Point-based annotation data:

☆ ☆ ☆ ☆ ☆

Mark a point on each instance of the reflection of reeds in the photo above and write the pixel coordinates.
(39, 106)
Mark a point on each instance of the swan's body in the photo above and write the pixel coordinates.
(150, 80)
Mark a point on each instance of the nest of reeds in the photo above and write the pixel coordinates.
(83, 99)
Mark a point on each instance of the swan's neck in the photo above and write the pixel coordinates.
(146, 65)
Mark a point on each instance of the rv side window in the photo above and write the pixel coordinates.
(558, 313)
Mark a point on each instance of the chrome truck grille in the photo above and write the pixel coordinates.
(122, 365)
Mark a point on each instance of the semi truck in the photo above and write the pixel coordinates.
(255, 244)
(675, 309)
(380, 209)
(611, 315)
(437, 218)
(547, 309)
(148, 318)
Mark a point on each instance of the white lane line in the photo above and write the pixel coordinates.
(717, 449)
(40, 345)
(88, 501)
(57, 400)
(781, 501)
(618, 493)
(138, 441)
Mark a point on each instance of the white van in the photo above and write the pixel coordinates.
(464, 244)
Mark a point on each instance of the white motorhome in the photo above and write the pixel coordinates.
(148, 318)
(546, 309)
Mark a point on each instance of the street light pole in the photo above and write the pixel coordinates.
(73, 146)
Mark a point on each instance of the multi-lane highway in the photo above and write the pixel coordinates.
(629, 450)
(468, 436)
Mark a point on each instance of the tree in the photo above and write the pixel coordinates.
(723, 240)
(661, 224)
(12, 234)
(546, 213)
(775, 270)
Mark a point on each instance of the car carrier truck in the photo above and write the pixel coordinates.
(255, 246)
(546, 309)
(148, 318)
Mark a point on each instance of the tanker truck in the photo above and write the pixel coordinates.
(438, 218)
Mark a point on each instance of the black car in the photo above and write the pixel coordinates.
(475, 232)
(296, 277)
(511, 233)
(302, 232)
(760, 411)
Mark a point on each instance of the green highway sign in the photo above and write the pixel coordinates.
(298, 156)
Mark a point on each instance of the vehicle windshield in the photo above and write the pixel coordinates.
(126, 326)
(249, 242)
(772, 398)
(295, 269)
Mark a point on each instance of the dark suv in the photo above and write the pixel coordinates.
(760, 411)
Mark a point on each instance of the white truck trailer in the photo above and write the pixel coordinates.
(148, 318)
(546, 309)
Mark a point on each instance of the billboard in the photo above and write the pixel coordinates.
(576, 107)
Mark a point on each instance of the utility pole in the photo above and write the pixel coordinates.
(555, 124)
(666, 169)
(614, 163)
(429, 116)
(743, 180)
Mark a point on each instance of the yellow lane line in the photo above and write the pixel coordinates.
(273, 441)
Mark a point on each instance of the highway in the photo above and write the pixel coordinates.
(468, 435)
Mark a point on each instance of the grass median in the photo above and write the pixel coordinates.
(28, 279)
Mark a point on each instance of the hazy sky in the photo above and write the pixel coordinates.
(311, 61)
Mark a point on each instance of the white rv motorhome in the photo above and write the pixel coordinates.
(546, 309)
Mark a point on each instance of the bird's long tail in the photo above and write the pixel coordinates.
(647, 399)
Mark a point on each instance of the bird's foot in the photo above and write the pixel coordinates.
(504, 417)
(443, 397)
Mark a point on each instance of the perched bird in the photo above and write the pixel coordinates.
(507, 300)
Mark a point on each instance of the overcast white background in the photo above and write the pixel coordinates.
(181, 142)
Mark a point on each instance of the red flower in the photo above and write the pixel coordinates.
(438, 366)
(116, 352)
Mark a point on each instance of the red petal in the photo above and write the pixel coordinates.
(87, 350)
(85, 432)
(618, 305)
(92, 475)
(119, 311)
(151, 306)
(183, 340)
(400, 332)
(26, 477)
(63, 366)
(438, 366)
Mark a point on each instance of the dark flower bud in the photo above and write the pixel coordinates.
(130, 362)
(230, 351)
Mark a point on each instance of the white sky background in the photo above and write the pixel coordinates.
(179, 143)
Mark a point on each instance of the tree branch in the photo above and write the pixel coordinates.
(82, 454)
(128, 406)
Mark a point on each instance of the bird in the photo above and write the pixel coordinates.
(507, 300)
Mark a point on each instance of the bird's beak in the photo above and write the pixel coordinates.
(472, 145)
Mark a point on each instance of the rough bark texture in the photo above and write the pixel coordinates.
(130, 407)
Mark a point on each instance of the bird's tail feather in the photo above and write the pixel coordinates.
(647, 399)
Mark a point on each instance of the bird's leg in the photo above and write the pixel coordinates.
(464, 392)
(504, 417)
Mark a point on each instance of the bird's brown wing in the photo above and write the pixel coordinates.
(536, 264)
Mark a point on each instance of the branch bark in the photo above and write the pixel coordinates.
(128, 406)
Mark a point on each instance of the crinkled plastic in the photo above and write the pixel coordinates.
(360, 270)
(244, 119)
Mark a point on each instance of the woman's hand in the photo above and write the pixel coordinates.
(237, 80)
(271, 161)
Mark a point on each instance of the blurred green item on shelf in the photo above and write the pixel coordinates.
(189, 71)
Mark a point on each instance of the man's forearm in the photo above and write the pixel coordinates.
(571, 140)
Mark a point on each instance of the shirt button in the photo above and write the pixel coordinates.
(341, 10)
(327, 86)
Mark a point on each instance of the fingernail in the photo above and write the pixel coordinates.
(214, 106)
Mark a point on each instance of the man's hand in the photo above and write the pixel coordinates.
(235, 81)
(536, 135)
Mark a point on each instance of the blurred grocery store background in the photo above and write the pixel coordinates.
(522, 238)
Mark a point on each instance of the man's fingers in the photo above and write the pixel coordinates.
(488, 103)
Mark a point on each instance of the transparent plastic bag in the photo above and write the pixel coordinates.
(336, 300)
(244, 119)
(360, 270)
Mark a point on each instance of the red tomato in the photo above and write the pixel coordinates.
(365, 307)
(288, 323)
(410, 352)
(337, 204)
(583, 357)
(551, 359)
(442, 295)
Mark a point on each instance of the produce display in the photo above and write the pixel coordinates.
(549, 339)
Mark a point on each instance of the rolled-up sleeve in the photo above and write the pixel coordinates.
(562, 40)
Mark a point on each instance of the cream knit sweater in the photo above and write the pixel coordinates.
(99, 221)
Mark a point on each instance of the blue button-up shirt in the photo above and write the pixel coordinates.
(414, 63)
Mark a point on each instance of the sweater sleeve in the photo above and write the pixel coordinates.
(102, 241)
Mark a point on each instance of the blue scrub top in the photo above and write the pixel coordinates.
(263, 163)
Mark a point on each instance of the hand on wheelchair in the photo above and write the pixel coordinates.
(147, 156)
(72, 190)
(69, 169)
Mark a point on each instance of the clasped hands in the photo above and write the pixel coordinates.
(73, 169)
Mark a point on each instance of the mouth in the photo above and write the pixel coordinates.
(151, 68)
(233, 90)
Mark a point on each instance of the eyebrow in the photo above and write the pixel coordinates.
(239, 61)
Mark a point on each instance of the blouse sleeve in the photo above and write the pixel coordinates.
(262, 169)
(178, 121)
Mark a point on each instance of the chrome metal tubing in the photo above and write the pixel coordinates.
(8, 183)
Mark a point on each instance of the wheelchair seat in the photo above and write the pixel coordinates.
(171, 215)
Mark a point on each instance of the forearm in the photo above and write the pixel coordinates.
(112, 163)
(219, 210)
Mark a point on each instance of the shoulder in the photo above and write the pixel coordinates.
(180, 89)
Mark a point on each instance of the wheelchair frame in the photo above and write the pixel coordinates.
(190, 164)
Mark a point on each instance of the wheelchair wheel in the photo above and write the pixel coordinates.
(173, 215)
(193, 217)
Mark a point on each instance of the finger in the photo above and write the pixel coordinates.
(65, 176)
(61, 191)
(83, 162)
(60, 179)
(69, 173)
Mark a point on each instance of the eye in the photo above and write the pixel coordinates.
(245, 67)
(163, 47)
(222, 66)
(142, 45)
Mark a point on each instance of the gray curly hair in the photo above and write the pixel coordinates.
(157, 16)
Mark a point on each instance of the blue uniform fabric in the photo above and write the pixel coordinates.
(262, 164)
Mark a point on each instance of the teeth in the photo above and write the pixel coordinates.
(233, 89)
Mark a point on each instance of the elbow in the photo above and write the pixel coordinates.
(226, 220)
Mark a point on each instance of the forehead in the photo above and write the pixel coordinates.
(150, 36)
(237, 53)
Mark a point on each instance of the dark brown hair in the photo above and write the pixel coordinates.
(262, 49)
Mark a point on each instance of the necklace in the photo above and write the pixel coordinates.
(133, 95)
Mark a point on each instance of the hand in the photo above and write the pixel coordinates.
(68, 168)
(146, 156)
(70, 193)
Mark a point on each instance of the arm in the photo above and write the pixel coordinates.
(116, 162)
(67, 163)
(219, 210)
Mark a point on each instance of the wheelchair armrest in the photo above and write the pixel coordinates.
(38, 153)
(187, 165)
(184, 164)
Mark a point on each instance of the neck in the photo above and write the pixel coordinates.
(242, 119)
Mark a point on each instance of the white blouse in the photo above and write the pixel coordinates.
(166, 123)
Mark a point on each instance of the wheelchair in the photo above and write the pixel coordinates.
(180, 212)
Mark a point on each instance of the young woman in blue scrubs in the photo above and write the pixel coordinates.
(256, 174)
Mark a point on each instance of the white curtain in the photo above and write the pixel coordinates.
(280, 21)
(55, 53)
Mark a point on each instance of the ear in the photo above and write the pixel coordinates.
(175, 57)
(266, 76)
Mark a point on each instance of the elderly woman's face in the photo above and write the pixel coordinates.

☆ ☆ ☆ ☆ ☆

# Given instruction
Your task is to reproduce, exactly and exclusively, the lines from the one holding "Mark a point on each instance of the finger in" through the final line of the listing.

# Reply
Mark a point on each instance of the finger in the photo above and write the pixel coordinates.
(65, 176)
(61, 191)
(83, 162)
(60, 179)
(69, 173)
Mark a point on each instance of the eye in the photo above and write the pixel coordinates.
(245, 67)
(163, 47)
(222, 66)
(142, 45)
Mark a point on each instance of the gray curly hair in the photo above and write the pixel coordinates.
(157, 16)
Mark a point on each instance of the blue uniform fabric in the photo above and write the pixel coordinates.
(262, 164)
Mark a point on each instance of the teeth in the photo above and write the pixel coordinates.
(233, 89)
Mark a point on each instance of the elbow in the photo above and write the pixel coordinates.
(226, 220)
Mark a point on each instance of the forehead in the photo above and write the pixel coordinates.
(150, 36)
(237, 53)
Mark a point on each instance of the dark brown hair in the photo above and write the pixel coordinates.
(262, 49)
Mark a point on each instance of the necklace in the photo above and write the pixel coordinates.
(133, 95)
Mark a point on each instance of the hand in the photo above and write the pixel coordinates.
(68, 168)
(146, 156)
(70, 193)
Mark a point on each instance of the arm in the photo above and write the pixel coordinates.
(116, 162)
(67, 163)
(219, 210)
Mark a point on each instance of the wheelchair armrest in the photo above and write the pixel coordinates.
(38, 153)
(187, 165)
(184, 164)
Mark a point on each instance of the neck in the photo above and write the pixel coordinates.
(242, 119)
Mark a point on each instance of the white blouse in the photo above and write the pixel coordinates.
(166, 123)
Mark a point on each instance of the wheelchair in the photo above and write the pixel coordinates.
(180, 212)
Mark a point on each instance of the young woman in blue scrubs in the photo above and write the pixel coordinates.
(256, 174)
Mark a point on each instance of the white curtain in the photo above and write the pixel coordinates.
(280, 21)
(55, 53)
Mark a point on each instance of the ear in the photo above and write the pixel coordinates.
(175, 57)
(266, 76)
Mark a point on each instance of the elderly woman's face in the photo above and write the pixel coordinates.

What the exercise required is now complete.